Data extracts
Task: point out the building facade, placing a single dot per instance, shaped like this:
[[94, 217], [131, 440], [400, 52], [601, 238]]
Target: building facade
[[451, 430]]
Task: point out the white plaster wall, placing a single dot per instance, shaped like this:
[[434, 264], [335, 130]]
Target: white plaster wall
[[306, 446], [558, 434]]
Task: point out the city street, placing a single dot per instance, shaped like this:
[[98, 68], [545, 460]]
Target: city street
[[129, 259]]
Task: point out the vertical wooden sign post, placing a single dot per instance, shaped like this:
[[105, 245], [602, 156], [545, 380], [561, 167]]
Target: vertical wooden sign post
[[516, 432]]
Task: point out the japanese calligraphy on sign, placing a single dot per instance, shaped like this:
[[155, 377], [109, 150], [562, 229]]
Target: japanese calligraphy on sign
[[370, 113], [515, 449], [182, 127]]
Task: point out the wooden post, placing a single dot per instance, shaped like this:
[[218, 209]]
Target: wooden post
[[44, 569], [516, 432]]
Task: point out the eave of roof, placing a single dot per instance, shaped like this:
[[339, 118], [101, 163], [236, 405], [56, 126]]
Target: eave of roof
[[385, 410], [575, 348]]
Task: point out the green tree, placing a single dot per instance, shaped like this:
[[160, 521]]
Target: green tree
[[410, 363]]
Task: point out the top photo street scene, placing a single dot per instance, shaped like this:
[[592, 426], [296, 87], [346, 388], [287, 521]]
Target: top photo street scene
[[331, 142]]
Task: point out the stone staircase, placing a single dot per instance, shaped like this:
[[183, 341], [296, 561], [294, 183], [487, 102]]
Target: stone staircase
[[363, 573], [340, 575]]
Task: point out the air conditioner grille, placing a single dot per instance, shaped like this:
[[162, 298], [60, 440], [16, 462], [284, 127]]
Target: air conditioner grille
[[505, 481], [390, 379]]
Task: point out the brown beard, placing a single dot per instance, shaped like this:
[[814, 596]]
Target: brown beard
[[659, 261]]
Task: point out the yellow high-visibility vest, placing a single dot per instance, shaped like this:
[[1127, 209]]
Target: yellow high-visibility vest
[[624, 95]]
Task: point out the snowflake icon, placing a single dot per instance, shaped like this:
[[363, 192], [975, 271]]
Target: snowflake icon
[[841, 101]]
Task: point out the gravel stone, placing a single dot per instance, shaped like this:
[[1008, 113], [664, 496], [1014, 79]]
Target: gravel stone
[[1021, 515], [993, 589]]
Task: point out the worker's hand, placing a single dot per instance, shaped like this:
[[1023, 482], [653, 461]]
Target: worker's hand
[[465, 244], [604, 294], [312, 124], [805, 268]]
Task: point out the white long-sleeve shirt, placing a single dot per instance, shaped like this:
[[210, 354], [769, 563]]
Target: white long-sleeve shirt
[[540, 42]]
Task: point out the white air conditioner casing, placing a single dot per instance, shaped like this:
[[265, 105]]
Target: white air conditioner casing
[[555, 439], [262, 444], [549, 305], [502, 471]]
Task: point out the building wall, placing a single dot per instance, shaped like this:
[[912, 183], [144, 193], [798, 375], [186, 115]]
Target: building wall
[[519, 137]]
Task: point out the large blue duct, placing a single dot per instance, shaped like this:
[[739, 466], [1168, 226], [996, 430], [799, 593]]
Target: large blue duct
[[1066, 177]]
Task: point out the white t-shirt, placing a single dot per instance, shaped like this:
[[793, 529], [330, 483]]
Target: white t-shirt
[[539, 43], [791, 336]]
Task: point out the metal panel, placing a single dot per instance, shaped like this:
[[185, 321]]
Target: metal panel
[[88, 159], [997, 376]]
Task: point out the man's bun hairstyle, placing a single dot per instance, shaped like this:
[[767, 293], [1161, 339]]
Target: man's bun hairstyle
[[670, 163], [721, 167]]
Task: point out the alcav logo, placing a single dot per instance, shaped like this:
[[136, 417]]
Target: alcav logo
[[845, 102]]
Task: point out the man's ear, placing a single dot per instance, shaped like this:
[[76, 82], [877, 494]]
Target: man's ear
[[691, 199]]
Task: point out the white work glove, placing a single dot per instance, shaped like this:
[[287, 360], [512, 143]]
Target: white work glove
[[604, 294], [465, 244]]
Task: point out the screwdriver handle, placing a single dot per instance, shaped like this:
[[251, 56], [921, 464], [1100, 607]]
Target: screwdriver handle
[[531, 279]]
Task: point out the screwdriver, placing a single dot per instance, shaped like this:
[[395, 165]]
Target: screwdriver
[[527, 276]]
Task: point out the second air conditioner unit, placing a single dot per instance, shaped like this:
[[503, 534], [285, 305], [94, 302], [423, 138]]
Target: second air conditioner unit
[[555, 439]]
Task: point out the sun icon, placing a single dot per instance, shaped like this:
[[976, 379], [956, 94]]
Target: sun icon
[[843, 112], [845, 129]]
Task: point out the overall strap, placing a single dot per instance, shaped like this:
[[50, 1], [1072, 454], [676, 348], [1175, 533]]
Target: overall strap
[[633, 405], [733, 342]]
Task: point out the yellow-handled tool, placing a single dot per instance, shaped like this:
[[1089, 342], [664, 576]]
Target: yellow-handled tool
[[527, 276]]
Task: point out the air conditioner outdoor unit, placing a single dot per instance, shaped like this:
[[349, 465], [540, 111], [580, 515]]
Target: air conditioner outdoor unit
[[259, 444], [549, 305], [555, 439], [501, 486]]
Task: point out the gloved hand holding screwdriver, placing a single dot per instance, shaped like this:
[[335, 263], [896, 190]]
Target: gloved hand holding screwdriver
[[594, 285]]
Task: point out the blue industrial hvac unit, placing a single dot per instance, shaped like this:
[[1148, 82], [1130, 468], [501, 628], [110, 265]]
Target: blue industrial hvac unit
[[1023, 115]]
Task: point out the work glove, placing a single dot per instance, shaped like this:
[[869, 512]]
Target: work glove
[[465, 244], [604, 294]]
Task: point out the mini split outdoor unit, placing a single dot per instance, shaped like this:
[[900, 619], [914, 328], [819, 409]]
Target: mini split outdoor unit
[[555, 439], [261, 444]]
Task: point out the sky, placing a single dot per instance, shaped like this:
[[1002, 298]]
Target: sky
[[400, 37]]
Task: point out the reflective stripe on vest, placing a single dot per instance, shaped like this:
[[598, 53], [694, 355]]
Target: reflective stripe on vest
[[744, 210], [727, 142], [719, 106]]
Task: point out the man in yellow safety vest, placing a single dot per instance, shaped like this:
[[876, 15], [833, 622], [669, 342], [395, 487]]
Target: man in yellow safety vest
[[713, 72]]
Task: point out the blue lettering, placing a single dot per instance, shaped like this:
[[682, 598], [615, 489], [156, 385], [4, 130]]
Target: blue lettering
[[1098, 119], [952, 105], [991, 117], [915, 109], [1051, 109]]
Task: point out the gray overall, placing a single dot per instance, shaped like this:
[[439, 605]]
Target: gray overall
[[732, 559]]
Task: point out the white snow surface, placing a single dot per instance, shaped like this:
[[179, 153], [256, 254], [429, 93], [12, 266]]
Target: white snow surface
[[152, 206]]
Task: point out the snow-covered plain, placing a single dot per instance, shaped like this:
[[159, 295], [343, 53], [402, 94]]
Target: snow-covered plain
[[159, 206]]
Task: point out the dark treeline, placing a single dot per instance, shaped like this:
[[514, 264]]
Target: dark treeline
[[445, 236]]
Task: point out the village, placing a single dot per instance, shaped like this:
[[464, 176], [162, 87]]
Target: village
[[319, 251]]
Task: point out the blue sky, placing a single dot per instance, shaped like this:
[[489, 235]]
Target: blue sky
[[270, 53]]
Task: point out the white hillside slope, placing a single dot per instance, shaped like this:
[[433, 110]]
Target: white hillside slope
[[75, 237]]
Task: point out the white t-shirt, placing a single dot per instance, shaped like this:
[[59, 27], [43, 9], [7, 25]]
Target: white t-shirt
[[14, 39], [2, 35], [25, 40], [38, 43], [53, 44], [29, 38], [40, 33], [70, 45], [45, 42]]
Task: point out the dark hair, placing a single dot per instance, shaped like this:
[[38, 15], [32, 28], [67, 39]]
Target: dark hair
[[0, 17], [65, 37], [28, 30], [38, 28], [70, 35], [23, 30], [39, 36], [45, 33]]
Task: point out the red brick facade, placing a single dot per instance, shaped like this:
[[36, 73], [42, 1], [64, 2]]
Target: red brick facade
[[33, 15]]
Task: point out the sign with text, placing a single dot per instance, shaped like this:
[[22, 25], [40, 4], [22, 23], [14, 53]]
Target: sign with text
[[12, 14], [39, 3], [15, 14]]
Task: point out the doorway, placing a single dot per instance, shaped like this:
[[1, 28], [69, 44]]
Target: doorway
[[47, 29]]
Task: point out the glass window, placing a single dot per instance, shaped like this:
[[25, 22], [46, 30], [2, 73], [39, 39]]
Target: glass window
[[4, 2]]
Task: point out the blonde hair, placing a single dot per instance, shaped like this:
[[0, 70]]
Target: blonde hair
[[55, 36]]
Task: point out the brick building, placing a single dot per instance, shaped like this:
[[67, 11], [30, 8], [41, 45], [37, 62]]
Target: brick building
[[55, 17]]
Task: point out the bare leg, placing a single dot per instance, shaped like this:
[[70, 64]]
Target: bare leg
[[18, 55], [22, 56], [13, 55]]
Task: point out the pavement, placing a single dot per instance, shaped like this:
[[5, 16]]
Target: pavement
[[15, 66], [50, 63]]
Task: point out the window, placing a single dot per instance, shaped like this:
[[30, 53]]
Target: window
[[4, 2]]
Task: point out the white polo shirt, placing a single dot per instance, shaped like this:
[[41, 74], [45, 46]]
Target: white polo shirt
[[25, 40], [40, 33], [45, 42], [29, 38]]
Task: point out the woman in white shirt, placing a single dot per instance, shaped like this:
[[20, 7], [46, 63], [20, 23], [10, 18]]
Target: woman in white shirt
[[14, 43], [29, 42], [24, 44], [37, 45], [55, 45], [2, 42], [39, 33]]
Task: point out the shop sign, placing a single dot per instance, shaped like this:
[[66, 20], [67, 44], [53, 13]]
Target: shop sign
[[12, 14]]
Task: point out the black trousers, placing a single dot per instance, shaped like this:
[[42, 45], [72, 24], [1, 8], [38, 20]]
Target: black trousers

Task prompt
Among the records above, find the lines that contain "trousers" and copy every one.

Response to this exercise
Task: point out the black trousers, placing a single dot per instance, shaped like this:
Target: black trousers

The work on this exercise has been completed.